- _BRANO DA LEGGERE_:

-----

In qualunque comunità umana è normale che si narrino storie intorno alle proprie origini. Una riunione familiare, una festa o un anniversario, suole essere l’occasione per ricordare un evento importante o significativo: un aneddoto dei nonni, i meriti di un avo illustre, la fondazione della città o l’indipendenza della nazione. Queste narrazioni non sono un semplice passatempo o un’esercitazione puramente nostalgica della memoria, ma contribuiscono a formare l’identità della famiglia o del gruppo; in tal modo, i suoi membri più giovani scoprono da dove vengono e capiscono meglio chi sono. Così si considerava il popolo d’Israele e così ha trasmesso le opere del Signore di generazione in generazione: «Ciò che abbiamo udito e conosciuto e i nostri padri ci hanno raccontato, non lo terremo nascosto ai loro figli; diremo alla generazione futura le lodi del Signore, la sua potenza e le meraviglie che egli ha compiuto»[1]. Anche la Chiesa – nuovo Popolo di Dio – è una famiglia che ricorda e aggiorna continuamente i fatti che le hanno dato origine: la storia dell’antico Israele e soprattutto la morte e risurrezione di Gesù.
Certe volte questi racconti familiari o popolari si mettono per iscritto e, dopo aver ricevuto una elaborazione letteraria più o meno complessa a seconda dei casi, possono arrivare a essere considerati opere di riferimento per la comunità nella quale sono nati. Alcuni popoli antichi attribuivano a queste loro scritture un’origine divina: per loro quei libri erano stati scritti direttamente dalle divinità del cielo. Ma quando la Chiesa afferma che «Dio è l’Autore della Sacra Scrittura»[2], vuole dire con questo che crede anche che i suoi libri siano discesi dal cielo? In che modo la fede cattolica concepisce l’origine delle Scritture? Che relazione hanno con la Chiesa?
Che vuol dire che Dio è l’autore della Bibbia e che ci parla attraverso di essa?
La fede ci annuncia un Dio che ha creato il cielo e la terra e che rispetta l’autonomia della propria opera. Non cerca di conculcare l’intelligenza né la libertà delle creature razionali. E neppure impone all’uomo la sua salvezza, ma la propone affinché, se vuole, l’accetti di buon cuore. Analogamente, volendosi far conoscere dagli esseri umani, si è voluto servire di un linguaggio a loro comprensibile, perché la lingua con la quale comunicano eternamente tra loro il Padre, il Figlio e lo Spirito Santo – l’«idioma divino» – ci risulta inaccessibile. Per questo, la Chiesa spiega che Dio fa conoscere il suo amore agli uomini e porta avanti il suo progetto di salvezza operando e parlando «per mezzo di uomini alla maniera umana»[3].

-----

- _DATI ESTRATTI_:
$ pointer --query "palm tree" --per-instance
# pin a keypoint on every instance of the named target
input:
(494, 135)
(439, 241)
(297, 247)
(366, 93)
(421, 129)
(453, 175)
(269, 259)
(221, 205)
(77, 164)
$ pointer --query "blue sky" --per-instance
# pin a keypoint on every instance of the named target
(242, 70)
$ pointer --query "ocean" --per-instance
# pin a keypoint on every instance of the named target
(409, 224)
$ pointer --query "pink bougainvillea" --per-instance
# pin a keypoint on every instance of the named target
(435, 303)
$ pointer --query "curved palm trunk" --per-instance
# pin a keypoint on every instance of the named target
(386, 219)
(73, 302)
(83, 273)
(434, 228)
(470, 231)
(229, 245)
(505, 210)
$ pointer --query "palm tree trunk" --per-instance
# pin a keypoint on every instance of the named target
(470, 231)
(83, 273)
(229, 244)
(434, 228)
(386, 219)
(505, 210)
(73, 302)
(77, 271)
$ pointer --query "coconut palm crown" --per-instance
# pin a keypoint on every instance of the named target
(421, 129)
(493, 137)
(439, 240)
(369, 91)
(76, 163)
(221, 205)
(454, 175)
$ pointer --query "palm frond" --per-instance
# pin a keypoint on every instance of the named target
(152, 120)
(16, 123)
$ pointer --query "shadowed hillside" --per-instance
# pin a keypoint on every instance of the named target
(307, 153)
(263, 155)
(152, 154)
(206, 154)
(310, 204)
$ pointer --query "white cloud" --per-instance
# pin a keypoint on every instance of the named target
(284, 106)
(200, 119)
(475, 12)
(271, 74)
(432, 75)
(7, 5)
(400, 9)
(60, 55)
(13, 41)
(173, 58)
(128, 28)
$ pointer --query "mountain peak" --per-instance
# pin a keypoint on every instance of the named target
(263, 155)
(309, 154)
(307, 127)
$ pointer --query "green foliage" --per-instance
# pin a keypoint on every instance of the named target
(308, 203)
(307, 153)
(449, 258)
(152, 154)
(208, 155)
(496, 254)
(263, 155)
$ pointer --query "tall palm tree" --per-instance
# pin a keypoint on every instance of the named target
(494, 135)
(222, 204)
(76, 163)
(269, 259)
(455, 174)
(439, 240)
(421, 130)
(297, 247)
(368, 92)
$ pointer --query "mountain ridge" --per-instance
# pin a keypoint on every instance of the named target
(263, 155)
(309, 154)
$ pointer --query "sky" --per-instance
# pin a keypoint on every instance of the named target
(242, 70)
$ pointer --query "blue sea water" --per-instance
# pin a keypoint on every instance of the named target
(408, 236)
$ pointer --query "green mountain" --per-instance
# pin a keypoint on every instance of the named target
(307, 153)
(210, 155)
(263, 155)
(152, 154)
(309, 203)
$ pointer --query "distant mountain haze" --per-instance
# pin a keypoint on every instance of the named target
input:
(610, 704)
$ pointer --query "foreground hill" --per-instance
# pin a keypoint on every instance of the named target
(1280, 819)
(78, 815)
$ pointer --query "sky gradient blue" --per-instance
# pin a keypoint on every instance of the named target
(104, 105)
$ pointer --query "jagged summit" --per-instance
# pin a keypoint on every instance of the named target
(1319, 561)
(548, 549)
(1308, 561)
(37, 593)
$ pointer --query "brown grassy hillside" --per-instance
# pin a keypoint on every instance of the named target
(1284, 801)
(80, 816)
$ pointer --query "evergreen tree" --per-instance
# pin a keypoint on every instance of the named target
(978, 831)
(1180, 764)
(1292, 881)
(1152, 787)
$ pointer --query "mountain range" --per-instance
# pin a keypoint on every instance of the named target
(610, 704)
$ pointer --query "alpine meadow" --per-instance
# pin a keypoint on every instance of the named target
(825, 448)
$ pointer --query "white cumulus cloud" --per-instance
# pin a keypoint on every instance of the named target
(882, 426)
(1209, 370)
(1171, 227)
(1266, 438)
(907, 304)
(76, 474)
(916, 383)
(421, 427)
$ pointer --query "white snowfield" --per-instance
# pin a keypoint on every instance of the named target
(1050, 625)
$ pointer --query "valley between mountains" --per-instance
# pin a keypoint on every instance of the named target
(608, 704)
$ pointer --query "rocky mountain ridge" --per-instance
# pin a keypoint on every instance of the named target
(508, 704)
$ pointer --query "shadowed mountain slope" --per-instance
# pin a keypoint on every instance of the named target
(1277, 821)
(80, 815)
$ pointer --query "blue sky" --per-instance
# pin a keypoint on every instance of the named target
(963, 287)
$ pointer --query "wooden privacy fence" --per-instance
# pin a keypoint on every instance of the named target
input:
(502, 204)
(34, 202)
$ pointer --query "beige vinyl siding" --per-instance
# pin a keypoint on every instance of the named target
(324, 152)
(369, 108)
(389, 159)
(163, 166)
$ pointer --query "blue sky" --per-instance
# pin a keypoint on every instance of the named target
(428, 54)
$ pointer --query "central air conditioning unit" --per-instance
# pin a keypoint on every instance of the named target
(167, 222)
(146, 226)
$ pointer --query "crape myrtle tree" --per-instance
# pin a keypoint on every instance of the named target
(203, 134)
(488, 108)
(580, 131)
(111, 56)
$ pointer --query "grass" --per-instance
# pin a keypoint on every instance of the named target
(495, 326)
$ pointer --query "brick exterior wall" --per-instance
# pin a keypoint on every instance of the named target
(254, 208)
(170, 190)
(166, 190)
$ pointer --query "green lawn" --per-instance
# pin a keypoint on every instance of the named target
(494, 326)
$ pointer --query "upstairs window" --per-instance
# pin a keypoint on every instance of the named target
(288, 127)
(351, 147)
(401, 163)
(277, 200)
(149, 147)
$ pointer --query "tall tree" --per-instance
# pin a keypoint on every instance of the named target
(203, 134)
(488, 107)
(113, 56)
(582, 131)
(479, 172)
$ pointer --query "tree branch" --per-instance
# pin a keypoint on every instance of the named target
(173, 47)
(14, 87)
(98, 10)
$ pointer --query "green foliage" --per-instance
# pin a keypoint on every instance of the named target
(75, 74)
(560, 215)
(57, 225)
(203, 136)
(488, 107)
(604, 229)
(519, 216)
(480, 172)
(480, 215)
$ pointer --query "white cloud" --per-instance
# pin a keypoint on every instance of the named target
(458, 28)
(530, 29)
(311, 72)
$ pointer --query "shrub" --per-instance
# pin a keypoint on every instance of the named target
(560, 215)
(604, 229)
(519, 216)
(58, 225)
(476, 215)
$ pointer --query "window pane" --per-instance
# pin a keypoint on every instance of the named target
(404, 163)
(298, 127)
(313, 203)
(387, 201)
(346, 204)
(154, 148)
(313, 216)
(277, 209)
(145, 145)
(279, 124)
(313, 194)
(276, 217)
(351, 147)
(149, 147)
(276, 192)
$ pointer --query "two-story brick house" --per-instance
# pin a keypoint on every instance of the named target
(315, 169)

-----

- _ESERCIZIO SCRITTO 1_:
Stabilisci se le affermazioni (a), (b) e (c) concordano con il brano sulla Sacra Scrittura. Per ciascuna rispondi sì o no e cita tra virgolette le parole decisive del brano.
(a) Alcuni popoli antichi ritenevano che le loro scritture fossero state scritte direttamente dalle divinità.
(b) Dio impone all'uomo la sua salvezza.
(c) Le narrazioni sulle origini sono soltanto un passatempo.
- _ESERCIZIO SCRITTO 2_: Seleziona e copia ogni riga delle voci che contiene la stringa "ridge", tenendo conto di maiuscole e minuscole.

- _RISPOSTA CORRETTA 1_:
(a) Sì: «per loro quei libri erano stati scritti direttamente dalle divinità del cielo».
(b) No: «E neppure impone all’uomo la sua salvezza, ma la propone».
(c) No: «Queste narrazioni non sono un semplice passatempo».

- _RISPOSTA CORRETTA 2_:
$ pointer --query "mountain ridge" --per-instance
$ pointer --query "rocky mountain ridge" --per-instance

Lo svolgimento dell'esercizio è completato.